Reproduce the listing below word for word, starting at the line that contains "Each instance of the vehicle" and continuing through the end of the listing.
-------------------------
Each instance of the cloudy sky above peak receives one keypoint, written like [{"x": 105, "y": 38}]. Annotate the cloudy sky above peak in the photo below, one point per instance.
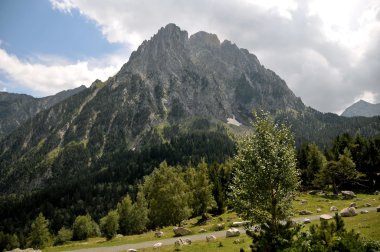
[{"x": 328, "y": 51}]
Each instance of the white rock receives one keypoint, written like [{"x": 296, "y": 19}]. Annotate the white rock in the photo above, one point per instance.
[
  {"x": 325, "y": 217},
  {"x": 157, "y": 245},
  {"x": 232, "y": 232},
  {"x": 210, "y": 238},
  {"x": 348, "y": 212}
]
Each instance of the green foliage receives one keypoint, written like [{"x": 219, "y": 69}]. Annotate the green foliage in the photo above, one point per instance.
[
  {"x": 8, "y": 241},
  {"x": 335, "y": 173},
  {"x": 39, "y": 236},
  {"x": 133, "y": 217},
  {"x": 270, "y": 240},
  {"x": 310, "y": 161},
  {"x": 265, "y": 174},
  {"x": 168, "y": 196},
  {"x": 329, "y": 237},
  {"x": 220, "y": 176},
  {"x": 64, "y": 235},
  {"x": 109, "y": 224},
  {"x": 84, "y": 227},
  {"x": 201, "y": 188}
]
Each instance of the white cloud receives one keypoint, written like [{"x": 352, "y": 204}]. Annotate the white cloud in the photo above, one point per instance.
[
  {"x": 49, "y": 76},
  {"x": 320, "y": 47}
]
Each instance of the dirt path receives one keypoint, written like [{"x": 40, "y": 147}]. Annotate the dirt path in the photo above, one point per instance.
[{"x": 170, "y": 241}]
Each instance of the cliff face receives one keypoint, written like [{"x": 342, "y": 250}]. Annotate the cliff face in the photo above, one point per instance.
[
  {"x": 15, "y": 109},
  {"x": 170, "y": 81}
]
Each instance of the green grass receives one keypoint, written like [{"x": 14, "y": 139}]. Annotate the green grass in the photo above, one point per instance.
[
  {"x": 368, "y": 225},
  {"x": 325, "y": 202}
]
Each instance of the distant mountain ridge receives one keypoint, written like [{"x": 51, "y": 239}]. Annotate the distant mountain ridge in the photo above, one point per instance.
[
  {"x": 15, "y": 109},
  {"x": 362, "y": 108},
  {"x": 173, "y": 87}
]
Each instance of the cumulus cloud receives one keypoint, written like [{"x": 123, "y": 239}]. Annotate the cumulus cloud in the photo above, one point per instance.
[
  {"x": 326, "y": 51},
  {"x": 49, "y": 74}
]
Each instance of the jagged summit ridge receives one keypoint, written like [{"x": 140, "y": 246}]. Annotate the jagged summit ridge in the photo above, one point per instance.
[{"x": 168, "y": 81}]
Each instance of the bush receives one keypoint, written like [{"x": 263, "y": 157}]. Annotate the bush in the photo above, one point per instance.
[
  {"x": 84, "y": 227},
  {"x": 8, "y": 242},
  {"x": 110, "y": 224},
  {"x": 64, "y": 235}
]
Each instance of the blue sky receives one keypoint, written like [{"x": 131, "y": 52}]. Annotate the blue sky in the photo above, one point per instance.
[
  {"x": 327, "y": 51},
  {"x": 35, "y": 33}
]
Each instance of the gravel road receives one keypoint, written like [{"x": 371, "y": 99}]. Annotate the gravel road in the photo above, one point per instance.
[{"x": 170, "y": 241}]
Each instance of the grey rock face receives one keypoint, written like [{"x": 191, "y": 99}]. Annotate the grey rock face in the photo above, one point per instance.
[
  {"x": 15, "y": 109},
  {"x": 362, "y": 108}
]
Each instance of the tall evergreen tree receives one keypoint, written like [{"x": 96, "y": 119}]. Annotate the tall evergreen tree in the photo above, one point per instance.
[
  {"x": 168, "y": 196},
  {"x": 39, "y": 236},
  {"x": 265, "y": 176},
  {"x": 109, "y": 224}
]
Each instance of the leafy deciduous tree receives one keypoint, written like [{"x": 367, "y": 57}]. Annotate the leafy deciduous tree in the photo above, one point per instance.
[
  {"x": 168, "y": 196},
  {"x": 265, "y": 175},
  {"x": 109, "y": 224},
  {"x": 39, "y": 236}
]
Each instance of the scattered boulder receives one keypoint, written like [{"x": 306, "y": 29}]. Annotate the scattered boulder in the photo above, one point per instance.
[
  {"x": 202, "y": 230},
  {"x": 238, "y": 241},
  {"x": 315, "y": 192},
  {"x": 348, "y": 194},
  {"x": 181, "y": 231},
  {"x": 219, "y": 226},
  {"x": 159, "y": 234},
  {"x": 210, "y": 238},
  {"x": 325, "y": 217},
  {"x": 333, "y": 209},
  {"x": 239, "y": 223},
  {"x": 306, "y": 221},
  {"x": 348, "y": 212},
  {"x": 157, "y": 245},
  {"x": 305, "y": 212},
  {"x": 25, "y": 250},
  {"x": 232, "y": 232}
]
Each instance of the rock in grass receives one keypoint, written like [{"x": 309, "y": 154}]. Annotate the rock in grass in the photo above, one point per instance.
[
  {"x": 157, "y": 245},
  {"x": 333, "y": 209},
  {"x": 210, "y": 238},
  {"x": 181, "y": 231},
  {"x": 305, "y": 212},
  {"x": 232, "y": 232},
  {"x": 158, "y": 234},
  {"x": 325, "y": 217},
  {"x": 348, "y": 194},
  {"x": 348, "y": 212},
  {"x": 306, "y": 221}
]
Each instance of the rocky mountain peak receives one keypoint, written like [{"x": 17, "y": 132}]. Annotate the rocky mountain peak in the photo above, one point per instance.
[{"x": 204, "y": 39}]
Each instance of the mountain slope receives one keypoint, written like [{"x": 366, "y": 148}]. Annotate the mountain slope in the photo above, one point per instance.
[
  {"x": 15, "y": 109},
  {"x": 362, "y": 108},
  {"x": 172, "y": 101}
]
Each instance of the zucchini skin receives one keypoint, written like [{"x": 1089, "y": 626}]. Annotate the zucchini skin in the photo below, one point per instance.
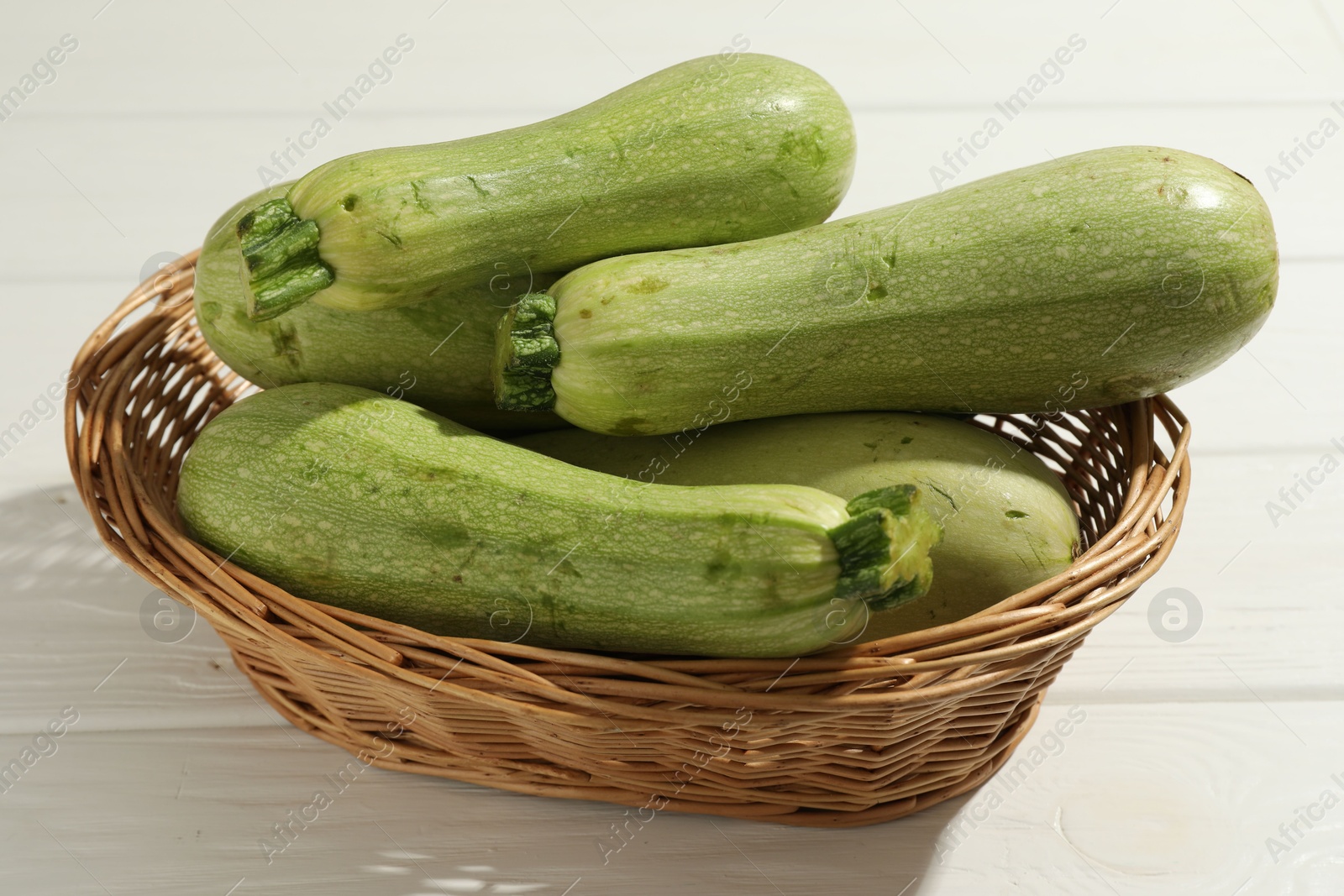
[
  {"x": 1008, "y": 523},
  {"x": 355, "y": 499},
  {"x": 398, "y": 351},
  {"x": 1093, "y": 280},
  {"x": 710, "y": 150}
]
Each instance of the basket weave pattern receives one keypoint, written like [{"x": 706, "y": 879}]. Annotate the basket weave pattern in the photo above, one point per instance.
[{"x": 858, "y": 735}]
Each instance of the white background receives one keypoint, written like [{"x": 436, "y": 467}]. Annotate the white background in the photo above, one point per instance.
[{"x": 1191, "y": 754}]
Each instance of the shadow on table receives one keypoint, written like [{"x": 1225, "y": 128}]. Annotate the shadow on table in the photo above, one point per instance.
[{"x": 65, "y": 597}]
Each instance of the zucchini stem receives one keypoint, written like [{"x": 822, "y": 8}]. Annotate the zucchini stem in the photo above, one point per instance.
[
  {"x": 885, "y": 547},
  {"x": 526, "y": 352},
  {"x": 280, "y": 250}
]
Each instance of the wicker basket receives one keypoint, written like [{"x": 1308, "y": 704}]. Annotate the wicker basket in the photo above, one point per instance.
[{"x": 853, "y": 736}]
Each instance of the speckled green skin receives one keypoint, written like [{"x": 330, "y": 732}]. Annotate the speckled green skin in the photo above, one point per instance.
[
  {"x": 1093, "y": 280},
  {"x": 351, "y": 497},
  {"x": 709, "y": 150},
  {"x": 1007, "y": 520},
  {"x": 401, "y": 351}
]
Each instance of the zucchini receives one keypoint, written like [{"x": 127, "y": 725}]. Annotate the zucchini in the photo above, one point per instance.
[
  {"x": 1008, "y": 523},
  {"x": 436, "y": 354},
  {"x": 353, "y": 497},
  {"x": 1093, "y": 280},
  {"x": 710, "y": 150}
]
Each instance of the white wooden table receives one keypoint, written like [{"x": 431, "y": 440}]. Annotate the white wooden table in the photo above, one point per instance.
[{"x": 1189, "y": 755}]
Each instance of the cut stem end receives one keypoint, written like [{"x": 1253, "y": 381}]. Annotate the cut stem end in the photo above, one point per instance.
[
  {"x": 526, "y": 352},
  {"x": 280, "y": 253},
  {"x": 885, "y": 547}
]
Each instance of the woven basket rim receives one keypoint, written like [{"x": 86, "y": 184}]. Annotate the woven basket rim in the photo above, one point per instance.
[{"x": 124, "y": 450}]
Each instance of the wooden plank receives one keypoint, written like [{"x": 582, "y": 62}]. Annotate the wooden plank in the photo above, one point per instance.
[
  {"x": 76, "y": 616},
  {"x": 1126, "y": 797}
]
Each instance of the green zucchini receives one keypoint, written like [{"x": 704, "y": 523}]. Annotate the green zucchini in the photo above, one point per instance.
[
  {"x": 1093, "y": 280},
  {"x": 1008, "y": 523},
  {"x": 710, "y": 150},
  {"x": 436, "y": 354},
  {"x": 355, "y": 499}
]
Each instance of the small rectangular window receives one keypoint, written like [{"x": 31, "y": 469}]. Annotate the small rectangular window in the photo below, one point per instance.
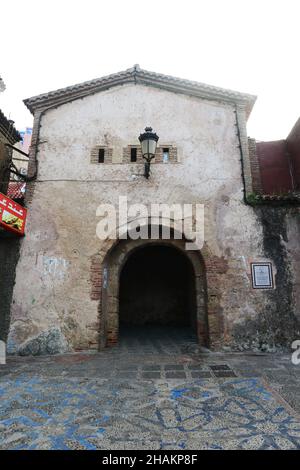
[
  {"x": 101, "y": 155},
  {"x": 133, "y": 154},
  {"x": 165, "y": 155}
]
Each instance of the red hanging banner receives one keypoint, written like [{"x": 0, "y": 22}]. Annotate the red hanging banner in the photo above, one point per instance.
[{"x": 12, "y": 215}]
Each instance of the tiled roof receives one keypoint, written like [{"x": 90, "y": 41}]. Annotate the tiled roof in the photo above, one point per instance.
[
  {"x": 139, "y": 76},
  {"x": 16, "y": 190}
]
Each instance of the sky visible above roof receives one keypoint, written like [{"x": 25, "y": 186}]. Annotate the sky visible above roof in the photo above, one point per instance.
[
  {"x": 138, "y": 76},
  {"x": 248, "y": 46}
]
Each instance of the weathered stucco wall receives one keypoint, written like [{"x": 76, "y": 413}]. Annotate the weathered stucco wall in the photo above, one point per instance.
[{"x": 54, "y": 308}]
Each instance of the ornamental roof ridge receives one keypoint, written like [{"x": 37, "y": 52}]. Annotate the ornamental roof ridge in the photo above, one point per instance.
[{"x": 137, "y": 75}]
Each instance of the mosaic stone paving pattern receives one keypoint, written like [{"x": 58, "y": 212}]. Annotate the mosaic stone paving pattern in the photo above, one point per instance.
[
  {"x": 150, "y": 392},
  {"x": 89, "y": 413}
]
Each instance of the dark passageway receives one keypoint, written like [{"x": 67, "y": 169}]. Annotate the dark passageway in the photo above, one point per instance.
[{"x": 157, "y": 287}]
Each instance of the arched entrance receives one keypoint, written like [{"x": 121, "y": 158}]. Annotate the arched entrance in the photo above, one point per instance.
[
  {"x": 157, "y": 288},
  {"x": 152, "y": 282}
]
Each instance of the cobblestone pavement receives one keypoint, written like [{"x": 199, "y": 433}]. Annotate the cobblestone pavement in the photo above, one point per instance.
[{"x": 150, "y": 392}]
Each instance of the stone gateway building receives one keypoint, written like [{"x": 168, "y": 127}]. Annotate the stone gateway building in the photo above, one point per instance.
[{"x": 73, "y": 290}]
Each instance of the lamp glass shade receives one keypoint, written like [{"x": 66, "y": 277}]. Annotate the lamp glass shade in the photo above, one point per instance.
[{"x": 148, "y": 142}]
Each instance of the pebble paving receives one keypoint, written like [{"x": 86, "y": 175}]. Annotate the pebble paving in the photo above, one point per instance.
[{"x": 165, "y": 394}]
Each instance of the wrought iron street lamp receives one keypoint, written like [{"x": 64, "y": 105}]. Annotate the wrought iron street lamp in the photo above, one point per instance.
[{"x": 148, "y": 141}]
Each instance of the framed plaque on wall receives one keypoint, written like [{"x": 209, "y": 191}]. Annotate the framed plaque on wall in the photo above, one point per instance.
[{"x": 262, "y": 275}]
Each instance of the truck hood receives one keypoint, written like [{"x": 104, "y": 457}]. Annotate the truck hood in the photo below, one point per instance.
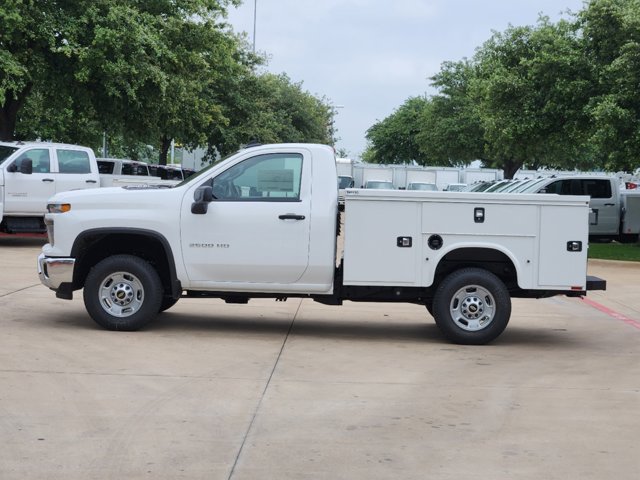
[{"x": 117, "y": 197}]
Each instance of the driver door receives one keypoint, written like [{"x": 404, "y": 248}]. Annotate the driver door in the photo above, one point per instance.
[{"x": 256, "y": 230}]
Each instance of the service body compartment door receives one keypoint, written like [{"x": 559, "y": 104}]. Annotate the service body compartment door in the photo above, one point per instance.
[
  {"x": 563, "y": 246},
  {"x": 382, "y": 242}
]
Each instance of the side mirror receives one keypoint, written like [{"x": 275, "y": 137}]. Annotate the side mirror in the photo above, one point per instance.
[
  {"x": 26, "y": 166},
  {"x": 202, "y": 198}
]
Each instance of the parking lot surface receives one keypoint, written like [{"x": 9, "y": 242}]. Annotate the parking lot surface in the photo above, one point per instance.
[{"x": 298, "y": 390}]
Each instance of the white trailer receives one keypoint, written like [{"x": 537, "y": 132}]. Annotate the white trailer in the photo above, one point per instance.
[
  {"x": 416, "y": 175},
  {"x": 446, "y": 176},
  {"x": 364, "y": 173},
  {"x": 475, "y": 175}
]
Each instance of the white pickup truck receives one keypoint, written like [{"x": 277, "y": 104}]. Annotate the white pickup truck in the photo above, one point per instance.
[
  {"x": 615, "y": 213},
  {"x": 265, "y": 223},
  {"x": 31, "y": 172}
]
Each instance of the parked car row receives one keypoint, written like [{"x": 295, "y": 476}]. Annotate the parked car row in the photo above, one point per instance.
[
  {"x": 421, "y": 186},
  {"x": 615, "y": 212}
]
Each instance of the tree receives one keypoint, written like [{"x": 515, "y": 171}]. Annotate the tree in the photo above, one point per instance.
[
  {"x": 270, "y": 108},
  {"x": 451, "y": 133},
  {"x": 531, "y": 86},
  {"x": 120, "y": 67},
  {"x": 611, "y": 30},
  {"x": 393, "y": 140}
]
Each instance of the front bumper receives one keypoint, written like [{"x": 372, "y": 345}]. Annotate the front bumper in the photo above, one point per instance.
[{"x": 53, "y": 272}]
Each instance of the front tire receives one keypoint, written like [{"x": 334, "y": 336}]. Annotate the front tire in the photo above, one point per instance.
[
  {"x": 472, "y": 306},
  {"x": 123, "y": 292}
]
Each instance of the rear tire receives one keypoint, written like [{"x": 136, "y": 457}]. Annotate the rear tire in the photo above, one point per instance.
[
  {"x": 472, "y": 306},
  {"x": 123, "y": 292}
]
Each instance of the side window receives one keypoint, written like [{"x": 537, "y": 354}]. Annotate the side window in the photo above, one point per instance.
[
  {"x": 73, "y": 161},
  {"x": 554, "y": 187},
  {"x": 597, "y": 188},
  {"x": 39, "y": 158},
  {"x": 105, "y": 166},
  {"x": 273, "y": 177}
]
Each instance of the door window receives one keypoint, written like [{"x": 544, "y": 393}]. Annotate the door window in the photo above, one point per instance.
[
  {"x": 273, "y": 177},
  {"x": 39, "y": 158},
  {"x": 73, "y": 161}
]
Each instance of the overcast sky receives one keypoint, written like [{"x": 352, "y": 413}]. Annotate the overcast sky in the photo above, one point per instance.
[{"x": 369, "y": 56}]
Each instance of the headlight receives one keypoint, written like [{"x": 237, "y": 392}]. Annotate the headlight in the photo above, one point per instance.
[{"x": 58, "y": 207}]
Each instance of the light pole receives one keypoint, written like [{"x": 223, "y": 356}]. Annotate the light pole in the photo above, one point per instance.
[{"x": 255, "y": 14}]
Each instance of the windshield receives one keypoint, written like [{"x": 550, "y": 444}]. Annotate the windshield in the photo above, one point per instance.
[
  {"x": 431, "y": 187},
  {"x": 345, "y": 181},
  {"x": 5, "y": 152},
  {"x": 379, "y": 185}
]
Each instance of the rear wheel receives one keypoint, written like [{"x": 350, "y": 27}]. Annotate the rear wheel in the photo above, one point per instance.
[
  {"x": 472, "y": 306},
  {"x": 123, "y": 292}
]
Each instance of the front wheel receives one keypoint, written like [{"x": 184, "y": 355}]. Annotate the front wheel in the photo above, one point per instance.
[
  {"x": 123, "y": 292},
  {"x": 472, "y": 306}
]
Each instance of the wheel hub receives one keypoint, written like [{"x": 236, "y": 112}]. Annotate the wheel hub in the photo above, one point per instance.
[
  {"x": 472, "y": 308},
  {"x": 122, "y": 294}
]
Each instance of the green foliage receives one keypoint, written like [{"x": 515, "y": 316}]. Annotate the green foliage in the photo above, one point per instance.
[
  {"x": 270, "y": 108},
  {"x": 393, "y": 140},
  {"x": 557, "y": 95},
  {"x": 146, "y": 73},
  {"x": 451, "y": 132}
]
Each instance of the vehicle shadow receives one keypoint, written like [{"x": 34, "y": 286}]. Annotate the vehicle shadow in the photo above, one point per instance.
[
  {"x": 359, "y": 330},
  {"x": 15, "y": 241},
  {"x": 175, "y": 323}
]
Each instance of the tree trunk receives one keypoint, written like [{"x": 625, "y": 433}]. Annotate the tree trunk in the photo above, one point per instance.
[
  {"x": 9, "y": 112},
  {"x": 165, "y": 144}
]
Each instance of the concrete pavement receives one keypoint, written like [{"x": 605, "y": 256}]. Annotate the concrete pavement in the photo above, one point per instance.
[{"x": 298, "y": 390}]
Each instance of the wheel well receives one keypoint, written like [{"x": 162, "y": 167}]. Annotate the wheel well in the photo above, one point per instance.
[
  {"x": 94, "y": 247},
  {"x": 489, "y": 259}
]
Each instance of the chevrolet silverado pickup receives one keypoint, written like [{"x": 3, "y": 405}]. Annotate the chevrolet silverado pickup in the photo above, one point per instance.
[{"x": 265, "y": 223}]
-------------------------
EXERCISE RESULT:
Each instance of the vehicle shadow receives one keypoint, written like [{"x": 34, "y": 286}]. Annotate the vehicle shadow in the photo above, one point per instance.
[
  {"x": 359, "y": 330},
  {"x": 15, "y": 241},
  {"x": 175, "y": 323}
]
Each instance of the tree trunk receives one keypoint, written like [{"x": 625, "y": 433}]. Annotate the tree trunk in the photo above, one point per instance.
[
  {"x": 9, "y": 112},
  {"x": 165, "y": 144}
]
Each instance of the concrete pavement receives one keypoint, written like [{"x": 605, "y": 256}]. Annotate the concrete pavement in the photo above, one point per instance.
[{"x": 298, "y": 390}]
Each instance of the wheel well receives one keypoint, written like [{"x": 162, "y": 167}]. Annotate the wheel well in the photo above, one point per instance.
[
  {"x": 94, "y": 247},
  {"x": 489, "y": 259}
]
Each instance of the chevrolet silverado pickup receives one keypoint, written like [{"x": 3, "y": 405}]. Annotate the chevrolet silverado pickup in the photo above, one point per instance.
[{"x": 265, "y": 223}]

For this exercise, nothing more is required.